**TASK GOAL:**
Exclude the pictures, then copy all remaining records exactly.

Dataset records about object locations
-=-=-
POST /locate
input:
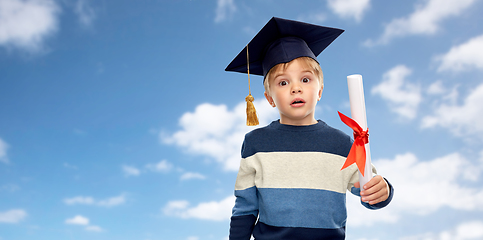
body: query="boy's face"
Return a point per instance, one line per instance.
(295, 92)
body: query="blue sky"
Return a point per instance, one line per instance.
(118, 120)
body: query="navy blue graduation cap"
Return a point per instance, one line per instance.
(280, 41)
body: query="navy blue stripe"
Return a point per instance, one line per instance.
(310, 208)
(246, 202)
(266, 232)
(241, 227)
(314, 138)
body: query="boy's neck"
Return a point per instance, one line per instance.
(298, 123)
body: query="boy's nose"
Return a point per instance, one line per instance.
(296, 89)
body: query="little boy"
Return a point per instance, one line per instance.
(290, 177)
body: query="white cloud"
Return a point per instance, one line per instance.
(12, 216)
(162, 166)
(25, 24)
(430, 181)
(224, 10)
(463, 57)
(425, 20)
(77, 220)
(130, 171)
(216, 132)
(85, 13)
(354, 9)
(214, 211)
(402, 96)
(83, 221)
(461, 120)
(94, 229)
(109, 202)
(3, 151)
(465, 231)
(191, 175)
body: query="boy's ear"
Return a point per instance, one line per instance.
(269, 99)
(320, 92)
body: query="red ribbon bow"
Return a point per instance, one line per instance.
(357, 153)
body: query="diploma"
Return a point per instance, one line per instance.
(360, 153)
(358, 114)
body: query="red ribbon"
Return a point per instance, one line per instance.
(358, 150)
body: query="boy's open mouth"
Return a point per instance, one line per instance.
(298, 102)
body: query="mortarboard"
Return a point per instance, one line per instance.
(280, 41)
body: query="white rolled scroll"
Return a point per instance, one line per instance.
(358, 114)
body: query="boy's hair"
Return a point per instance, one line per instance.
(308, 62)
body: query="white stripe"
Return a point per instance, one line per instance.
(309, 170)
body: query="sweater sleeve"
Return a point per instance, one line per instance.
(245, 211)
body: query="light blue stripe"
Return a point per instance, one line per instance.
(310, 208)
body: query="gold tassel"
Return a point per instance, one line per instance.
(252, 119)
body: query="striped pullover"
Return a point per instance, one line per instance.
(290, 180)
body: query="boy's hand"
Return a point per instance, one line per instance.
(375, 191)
-=-=-
**RESULT OF THIS EXERCISE:**
POST /locate
input:
body: query="boy's face"
Return a point per instance, one line per instance.
(295, 92)
body: query="blue sky"
Return a point per instance, one line per instance.
(118, 120)
body: query="navy blue graduation cap"
Return a point per instance, one line per instance.
(280, 41)
body: query="navy blue stripe"
Return a point per instance, one line per instance.
(310, 208)
(246, 202)
(266, 232)
(241, 227)
(314, 138)
body: query="boy's neck"
Return a point per instance, one line per instance.
(298, 123)
body: query="boy's nose"
Return a point per instance, one line per instance.
(296, 89)
body: query="little boy"
Return a point per instance, one line per instance.
(290, 177)
body: query="white cloud"
Return a point per instance, one line per instance.
(12, 216)
(162, 166)
(25, 24)
(430, 181)
(224, 10)
(463, 57)
(425, 20)
(77, 220)
(130, 171)
(216, 132)
(85, 13)
(354, 9)
(214, 211)
(402, 96)
(83, 221)
(461, 120)
(94, 229)
(109, 202)
(3, 151)
(465, 231)
(191, 175)
body: query="boy's ear"
Return a point per instance, one line per instance.
(269, 99)
(320, 92)
body: query="red ribbon bow"
Return a point per instance, one line per instance.
(357, 153)
body: query="diploma"
Return a point per instance, one line per instance.
(360, 153)
(358, 114)
body: query="red ribbon"
Return a point per instance, one line per instance.
(358, 150)
body: query="boy's open mouth"
Return a point per instance, one line per instance.
(298, 102)
body: query="mortarboard"
Return a point per instance, one line per instance.
(280, 41)
body: query="white rolled scroll"
Return a point per instance, one line per instance.
(358, 114)
body: query="boy's hair"
Return a point per instance, one line per instance.
(308, 62)
body: query="white stripe"
Return a point per instance, one line per instance.
(309, 170)
body: query="sweater sleeve"
Return a point per instance, one line per instance.
(245, 211)
body: query="light blue stripe"
Return a point per instance, one line per instance.
(310, 208)
body: query="gold tassel"
Return a point per instance, one line per instance.
(252, 119)
body: query="striped pullover"
Return a point per instance, one line per instance.
(290, 180)
body: query="boy's hand"
Return a point per instance, one line per instance.
(375, 191)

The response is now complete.